▶ Task item: Which lines of the entries below run from the one holding "box: [521, 150, 744, 258]" to the one holding "237L631 234L744 263L665", inclusive? Set down exactly those lines and no others.

▶ Exercise materials:
※

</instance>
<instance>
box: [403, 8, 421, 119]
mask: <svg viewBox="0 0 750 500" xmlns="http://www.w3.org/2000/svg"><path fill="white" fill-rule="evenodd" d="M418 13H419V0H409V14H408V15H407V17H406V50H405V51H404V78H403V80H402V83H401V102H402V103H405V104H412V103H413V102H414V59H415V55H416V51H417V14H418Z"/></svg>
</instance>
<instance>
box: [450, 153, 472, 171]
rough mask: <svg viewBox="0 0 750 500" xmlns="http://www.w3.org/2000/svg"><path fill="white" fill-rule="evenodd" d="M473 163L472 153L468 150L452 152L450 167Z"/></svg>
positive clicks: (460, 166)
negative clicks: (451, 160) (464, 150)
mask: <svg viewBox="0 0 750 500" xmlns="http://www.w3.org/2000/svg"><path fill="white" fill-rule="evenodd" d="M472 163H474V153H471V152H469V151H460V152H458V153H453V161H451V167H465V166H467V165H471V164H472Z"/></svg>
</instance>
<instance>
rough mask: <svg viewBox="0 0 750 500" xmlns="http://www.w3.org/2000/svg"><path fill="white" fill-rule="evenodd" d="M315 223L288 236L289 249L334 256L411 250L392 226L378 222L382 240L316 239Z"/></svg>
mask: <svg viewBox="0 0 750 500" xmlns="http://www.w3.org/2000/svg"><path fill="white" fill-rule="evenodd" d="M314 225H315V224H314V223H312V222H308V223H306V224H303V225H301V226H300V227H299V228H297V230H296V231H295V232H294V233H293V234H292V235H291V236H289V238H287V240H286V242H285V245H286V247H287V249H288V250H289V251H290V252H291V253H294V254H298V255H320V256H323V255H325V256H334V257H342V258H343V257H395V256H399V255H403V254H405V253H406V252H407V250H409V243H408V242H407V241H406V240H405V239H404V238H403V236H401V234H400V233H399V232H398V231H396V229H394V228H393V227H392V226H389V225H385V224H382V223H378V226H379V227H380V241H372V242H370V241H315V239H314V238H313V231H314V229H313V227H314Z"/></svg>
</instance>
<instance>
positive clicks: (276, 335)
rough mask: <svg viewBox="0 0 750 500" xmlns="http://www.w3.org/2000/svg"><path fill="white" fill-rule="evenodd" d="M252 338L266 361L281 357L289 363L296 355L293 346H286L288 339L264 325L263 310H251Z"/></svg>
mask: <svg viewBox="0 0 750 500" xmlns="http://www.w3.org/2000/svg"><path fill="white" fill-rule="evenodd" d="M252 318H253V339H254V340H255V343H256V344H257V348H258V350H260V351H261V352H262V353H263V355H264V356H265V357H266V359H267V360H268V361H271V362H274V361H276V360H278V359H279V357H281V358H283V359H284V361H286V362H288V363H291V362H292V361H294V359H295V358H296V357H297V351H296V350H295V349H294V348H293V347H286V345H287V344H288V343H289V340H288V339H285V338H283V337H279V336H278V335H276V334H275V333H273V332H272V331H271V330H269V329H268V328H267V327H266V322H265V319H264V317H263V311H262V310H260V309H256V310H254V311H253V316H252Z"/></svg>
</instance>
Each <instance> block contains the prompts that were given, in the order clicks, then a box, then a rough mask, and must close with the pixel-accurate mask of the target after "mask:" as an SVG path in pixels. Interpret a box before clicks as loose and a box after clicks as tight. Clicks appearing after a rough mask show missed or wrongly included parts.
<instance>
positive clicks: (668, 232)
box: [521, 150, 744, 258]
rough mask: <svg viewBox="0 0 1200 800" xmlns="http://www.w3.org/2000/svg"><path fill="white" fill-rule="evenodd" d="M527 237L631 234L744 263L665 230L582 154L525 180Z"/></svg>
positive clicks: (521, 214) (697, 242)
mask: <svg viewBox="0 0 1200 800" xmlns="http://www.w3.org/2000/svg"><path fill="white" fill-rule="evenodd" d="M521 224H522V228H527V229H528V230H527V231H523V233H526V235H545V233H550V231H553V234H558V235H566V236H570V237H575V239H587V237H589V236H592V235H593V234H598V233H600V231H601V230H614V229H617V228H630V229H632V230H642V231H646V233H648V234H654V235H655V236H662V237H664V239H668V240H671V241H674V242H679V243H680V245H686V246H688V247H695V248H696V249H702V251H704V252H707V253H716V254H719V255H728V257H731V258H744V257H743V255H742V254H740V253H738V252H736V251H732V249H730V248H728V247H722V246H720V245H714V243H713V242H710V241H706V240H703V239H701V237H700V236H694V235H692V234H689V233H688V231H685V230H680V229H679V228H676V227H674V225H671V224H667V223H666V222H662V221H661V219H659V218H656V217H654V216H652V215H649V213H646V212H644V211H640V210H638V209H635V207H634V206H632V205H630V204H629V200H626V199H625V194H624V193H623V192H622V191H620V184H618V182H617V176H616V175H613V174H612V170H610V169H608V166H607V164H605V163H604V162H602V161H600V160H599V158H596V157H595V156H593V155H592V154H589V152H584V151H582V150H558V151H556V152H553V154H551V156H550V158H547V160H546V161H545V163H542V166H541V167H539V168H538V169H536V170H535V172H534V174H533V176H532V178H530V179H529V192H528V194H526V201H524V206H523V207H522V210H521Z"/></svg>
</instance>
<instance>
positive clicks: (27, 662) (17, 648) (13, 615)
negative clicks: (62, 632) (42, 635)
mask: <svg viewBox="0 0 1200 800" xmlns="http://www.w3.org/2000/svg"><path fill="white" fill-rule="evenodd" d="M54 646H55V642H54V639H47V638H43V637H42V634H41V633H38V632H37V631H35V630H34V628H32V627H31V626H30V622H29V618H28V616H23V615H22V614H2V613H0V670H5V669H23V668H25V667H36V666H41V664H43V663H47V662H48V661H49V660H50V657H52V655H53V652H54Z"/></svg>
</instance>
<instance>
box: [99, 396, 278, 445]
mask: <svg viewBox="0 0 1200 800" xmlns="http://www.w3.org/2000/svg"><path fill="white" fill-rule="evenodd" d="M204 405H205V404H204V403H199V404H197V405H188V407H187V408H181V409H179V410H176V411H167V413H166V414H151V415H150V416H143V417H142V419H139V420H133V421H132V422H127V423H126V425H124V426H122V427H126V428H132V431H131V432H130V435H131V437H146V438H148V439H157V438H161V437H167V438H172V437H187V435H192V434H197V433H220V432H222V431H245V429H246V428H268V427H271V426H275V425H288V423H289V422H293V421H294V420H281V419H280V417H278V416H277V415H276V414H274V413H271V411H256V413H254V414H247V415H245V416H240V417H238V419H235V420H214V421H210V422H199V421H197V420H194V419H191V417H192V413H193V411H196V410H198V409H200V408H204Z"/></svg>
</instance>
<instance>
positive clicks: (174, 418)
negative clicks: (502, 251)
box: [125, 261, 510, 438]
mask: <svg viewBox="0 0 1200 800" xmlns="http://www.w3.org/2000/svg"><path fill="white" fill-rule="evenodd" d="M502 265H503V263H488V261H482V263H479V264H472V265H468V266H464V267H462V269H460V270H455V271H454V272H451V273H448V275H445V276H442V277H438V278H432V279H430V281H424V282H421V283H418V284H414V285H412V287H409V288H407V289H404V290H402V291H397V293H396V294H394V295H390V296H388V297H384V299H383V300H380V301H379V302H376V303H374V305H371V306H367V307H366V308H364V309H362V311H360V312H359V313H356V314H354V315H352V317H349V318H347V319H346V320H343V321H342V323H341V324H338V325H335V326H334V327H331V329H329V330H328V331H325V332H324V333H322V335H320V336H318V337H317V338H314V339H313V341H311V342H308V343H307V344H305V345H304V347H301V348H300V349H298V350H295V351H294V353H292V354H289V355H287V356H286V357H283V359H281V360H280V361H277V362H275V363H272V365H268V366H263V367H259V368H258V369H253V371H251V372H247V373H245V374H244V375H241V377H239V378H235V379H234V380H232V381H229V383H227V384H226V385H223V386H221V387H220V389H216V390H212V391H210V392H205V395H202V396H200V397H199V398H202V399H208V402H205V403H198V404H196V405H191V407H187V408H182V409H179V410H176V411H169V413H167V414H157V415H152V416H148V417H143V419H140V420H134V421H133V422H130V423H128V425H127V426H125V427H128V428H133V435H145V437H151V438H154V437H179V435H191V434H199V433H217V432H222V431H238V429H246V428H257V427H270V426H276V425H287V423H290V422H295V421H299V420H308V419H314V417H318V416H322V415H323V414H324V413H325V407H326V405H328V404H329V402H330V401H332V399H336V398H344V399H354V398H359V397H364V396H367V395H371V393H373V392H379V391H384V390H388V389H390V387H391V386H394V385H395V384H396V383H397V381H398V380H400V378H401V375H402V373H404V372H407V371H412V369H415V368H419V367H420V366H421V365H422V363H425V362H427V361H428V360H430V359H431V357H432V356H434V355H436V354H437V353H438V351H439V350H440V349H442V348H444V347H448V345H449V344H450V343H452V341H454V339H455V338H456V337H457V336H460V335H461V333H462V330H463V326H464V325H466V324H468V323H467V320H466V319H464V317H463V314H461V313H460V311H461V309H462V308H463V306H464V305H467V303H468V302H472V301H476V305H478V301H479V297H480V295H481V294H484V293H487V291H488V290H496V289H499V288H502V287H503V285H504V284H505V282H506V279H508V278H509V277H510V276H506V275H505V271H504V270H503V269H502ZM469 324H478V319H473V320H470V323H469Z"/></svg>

※

▶ Answer section:
box: [521, 150, 744, 258]
rough mask: <svg viewBox="0 0 1200 800" xmlns="http://www.w3.org/2000/svg"><path fill="white" fill-rule="evenodd" d="M527 237L631 234L744 263L665 230L582 154L525 180Z"/></svg>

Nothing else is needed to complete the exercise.